**ASSIGNED TASK A:**
Reproduce the reinsurance passage from "Me: So claims" to "fellow seems to.".
**ASSIGNED TASK B:**
Answer these questions using the reinsurance passage:
(i) According to the broker, how many people live on Curacao?
(ii) At what time did work start for the writer on Monday?
(iii) How much later did the lead send the message about the editorial review?
**ASSIGNED TASK C:**
For each statement, say whether it agrees with the reinsurance passage. Answer yes or no, and quote the words that decide it.
(i) The boy mentioned by the broker has been fighting a bone marrow infection for two years.
(ii) The writer's boss said she was not worried about the call.
(iii) The only part of the writer's work that remained was the color of the column headers.
START PROVIDED TEXT
Me: So claims don’t pop up later?
Broker: No. It’d be billed to successive years. Most people with chronic conditions go to the Netherlands but there is one little boy who is fighting a bone marrow infection and has been for two years. Everyone hopes he gets better.
Me: Me too.
Broker: Curacao has less than 200,000 people on it, Mr. Robinson.

In a very basic way, the goal of a reinsurance broker is to know his customer. This fellow seems to.

At the end of the call, he mentioned that he may try to arrange a call between me, him, and the chief actuary of one of the largest insurers on the island. I sounded a bit flummoxed at this, having never really talked directly to a client, and he added “don’t worry, he hasn’t been an actuary for that long”.

I mentioned the call to my boss “I’m terrified.” Her response was “me too”.

I got in work very early on Monday. A coworker was returning from vacation and I wanted to have something done in advance of his return. Work started for me at 6am and I was largely finished by the time he got into work. I told him what I had done, he told me to make some changes and I spent the day making them. One or two parts were rather tricky so it wasn’t until the end of the day that I finished. I shot the lead a note that I was done but it probably needed some clean-up and asked to talk in the morning.

This morning, I arrived and the lead shot me a message of “for time’s sake, let me make the fixes and I’ll go over them when I’m done”. Seven hours later he messages me. “Done, please do an editorial review.” Cool. I open the work file and almost nothing of my work remained except for two things: Modifying the color of the column headers and a single calculation. I wasn’t mad or upset, but smirked at how wrong I had been. How absolutely off-base I had been with my assumptions, how naively I treated calendar year accounting, and how underdeveloped my accrual calculations had been. I started laugh. A non-actuarial coworker heard me, and asked what was funny.
END PROVIDED TEXT
START DATASET RECORDS
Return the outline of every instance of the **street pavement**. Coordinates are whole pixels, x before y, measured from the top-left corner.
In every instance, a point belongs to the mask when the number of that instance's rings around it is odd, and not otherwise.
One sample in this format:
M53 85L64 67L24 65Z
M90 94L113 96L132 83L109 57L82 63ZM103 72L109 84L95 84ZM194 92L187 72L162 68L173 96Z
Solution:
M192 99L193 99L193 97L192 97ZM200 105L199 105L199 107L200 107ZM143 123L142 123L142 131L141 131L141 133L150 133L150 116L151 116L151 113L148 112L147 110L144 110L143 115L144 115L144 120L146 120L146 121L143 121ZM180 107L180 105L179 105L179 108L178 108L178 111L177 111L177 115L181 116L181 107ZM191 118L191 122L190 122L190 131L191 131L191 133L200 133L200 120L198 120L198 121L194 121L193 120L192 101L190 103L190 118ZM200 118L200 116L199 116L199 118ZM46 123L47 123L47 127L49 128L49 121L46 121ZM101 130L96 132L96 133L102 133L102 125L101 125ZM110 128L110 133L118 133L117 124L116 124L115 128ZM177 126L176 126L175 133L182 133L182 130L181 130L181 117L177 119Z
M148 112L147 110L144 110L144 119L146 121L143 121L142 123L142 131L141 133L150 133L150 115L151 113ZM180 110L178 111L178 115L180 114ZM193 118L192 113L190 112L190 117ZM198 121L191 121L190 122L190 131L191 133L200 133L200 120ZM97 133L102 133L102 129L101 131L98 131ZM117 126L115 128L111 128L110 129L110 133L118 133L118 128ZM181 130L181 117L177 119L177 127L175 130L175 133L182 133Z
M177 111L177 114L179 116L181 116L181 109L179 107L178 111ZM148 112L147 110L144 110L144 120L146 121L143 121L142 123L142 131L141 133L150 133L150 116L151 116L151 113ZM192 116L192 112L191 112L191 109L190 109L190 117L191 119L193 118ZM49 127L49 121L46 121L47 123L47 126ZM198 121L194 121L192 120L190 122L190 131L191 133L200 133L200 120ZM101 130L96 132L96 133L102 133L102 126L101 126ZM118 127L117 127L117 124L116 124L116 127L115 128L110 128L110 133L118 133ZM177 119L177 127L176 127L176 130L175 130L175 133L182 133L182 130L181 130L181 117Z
END DATASET RECORDS
**ANSWER SPACE A:**
Me: So claims don’t pop up later?
Broker: No. It’d be billed to successive years. Most people with chronic conditions go to the Netherlands but there is one little boy who is fighting a bone marrow infection and has been for two years. Everyone hopes he gets better.
Me: Me too.
Broker: Curacao has less than 200,000 people on it, Mr. Robinson.

In a very basic way, the goal of a reinsurance broker is to know his customer. This fellow seems to.

**ANSWER SPACE B:**
(i) Less than 200,000
(ii) 6am
(iii) Seven hours later

**ANSWER SPACE C:**
(i) Yes: "there is one little boy who is fighting a bone marrow infection and has been for two years"
(ii) No: "Her response was “me too”."
(iii) No: "Modifying the color of the column headers and a single calculation"